Aim. Copy out the part of the lines that begins with the line containing "head with a single point, one per instance." and runs to the last line, including both ends. Keep the requests unchanged, and multiply each point coordinate in the answers by 1.95, rounding to whole numbers with halves rounded up.

Records for this task.
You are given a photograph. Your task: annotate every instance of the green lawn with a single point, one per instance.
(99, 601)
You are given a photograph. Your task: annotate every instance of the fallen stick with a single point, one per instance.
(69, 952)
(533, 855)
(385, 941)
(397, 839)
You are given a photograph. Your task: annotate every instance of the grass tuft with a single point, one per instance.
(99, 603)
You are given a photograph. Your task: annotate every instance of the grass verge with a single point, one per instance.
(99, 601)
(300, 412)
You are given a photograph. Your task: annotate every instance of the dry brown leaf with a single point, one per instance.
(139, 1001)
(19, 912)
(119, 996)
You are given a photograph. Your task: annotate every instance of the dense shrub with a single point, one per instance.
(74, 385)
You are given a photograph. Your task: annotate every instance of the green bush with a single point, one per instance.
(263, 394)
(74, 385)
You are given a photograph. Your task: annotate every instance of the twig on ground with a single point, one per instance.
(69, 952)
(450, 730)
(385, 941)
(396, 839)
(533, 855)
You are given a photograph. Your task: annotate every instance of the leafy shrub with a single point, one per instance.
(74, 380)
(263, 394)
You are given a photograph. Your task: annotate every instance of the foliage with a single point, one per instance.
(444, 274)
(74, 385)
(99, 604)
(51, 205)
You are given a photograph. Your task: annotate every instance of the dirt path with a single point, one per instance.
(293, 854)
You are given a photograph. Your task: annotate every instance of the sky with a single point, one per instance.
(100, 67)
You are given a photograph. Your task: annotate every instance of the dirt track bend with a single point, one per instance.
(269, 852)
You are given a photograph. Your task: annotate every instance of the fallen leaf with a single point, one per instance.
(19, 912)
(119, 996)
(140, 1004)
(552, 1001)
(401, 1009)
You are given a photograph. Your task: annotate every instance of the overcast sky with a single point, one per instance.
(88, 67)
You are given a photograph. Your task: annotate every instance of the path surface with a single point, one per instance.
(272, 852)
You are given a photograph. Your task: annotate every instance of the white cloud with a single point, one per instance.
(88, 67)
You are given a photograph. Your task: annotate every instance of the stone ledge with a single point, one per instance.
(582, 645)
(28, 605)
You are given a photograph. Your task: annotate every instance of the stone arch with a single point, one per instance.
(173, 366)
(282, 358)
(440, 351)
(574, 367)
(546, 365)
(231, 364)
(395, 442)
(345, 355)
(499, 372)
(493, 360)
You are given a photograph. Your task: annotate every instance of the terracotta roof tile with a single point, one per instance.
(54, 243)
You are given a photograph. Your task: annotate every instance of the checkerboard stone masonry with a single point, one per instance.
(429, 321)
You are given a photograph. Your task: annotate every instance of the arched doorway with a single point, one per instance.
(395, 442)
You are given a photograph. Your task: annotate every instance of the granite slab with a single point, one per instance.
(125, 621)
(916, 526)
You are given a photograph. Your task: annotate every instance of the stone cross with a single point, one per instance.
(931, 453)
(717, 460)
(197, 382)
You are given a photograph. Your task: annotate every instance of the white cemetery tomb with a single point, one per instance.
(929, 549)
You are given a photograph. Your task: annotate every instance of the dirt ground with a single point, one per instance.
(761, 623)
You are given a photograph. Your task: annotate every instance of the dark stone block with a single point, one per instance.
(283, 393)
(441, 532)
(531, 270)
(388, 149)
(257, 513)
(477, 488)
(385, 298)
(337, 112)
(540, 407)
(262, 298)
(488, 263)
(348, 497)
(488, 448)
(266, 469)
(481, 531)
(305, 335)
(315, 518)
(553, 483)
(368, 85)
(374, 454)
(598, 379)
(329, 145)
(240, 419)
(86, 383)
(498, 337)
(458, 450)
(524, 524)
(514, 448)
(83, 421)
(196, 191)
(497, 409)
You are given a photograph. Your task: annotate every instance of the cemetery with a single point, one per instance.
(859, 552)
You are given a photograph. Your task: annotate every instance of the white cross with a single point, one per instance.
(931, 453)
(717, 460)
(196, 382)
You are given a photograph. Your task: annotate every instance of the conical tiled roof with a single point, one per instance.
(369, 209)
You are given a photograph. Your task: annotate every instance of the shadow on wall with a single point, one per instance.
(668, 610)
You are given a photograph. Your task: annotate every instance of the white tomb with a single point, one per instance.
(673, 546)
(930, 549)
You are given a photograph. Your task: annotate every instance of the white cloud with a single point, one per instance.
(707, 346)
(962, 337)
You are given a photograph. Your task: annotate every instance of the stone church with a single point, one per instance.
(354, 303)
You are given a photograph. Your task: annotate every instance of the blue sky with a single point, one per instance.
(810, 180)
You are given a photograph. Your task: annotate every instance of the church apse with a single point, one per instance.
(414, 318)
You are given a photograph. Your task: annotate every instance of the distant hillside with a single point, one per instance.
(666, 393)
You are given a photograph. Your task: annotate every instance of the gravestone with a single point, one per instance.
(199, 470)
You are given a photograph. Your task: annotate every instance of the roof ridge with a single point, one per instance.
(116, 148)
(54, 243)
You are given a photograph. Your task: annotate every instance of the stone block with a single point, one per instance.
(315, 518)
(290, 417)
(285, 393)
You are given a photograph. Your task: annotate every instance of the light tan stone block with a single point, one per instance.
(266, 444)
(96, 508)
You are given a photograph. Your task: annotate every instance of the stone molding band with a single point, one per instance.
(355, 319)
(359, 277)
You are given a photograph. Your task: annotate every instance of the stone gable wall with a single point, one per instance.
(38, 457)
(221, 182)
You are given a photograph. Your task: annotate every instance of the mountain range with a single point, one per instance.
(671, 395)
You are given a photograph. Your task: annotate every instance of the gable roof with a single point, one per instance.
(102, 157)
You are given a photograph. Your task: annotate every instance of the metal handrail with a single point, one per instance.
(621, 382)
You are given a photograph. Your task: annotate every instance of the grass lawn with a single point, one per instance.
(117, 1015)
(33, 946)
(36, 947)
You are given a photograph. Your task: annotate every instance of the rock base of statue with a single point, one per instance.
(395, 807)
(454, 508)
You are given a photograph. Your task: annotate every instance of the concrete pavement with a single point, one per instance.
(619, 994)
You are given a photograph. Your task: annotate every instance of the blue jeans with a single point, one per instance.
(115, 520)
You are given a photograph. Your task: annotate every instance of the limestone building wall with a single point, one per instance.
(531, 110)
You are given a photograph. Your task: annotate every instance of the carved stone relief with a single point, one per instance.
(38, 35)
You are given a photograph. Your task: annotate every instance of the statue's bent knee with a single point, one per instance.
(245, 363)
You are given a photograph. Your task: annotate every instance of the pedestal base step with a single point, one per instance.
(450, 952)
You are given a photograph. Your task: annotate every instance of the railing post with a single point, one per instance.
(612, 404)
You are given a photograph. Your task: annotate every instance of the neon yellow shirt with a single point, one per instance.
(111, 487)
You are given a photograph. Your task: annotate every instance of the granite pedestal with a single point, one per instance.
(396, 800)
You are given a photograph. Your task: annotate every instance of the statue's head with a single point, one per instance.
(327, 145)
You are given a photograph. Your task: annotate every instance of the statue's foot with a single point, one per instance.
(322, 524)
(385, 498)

Expected output.
You are given a photograph. Your task: annotate every instance of the statue's head with a single point, one per instance.
(638, 283)
You are given a photograph. Your task: annotate every instance of the statue's foot with a single point, one per instance.
(628, 1022)
(751, 971)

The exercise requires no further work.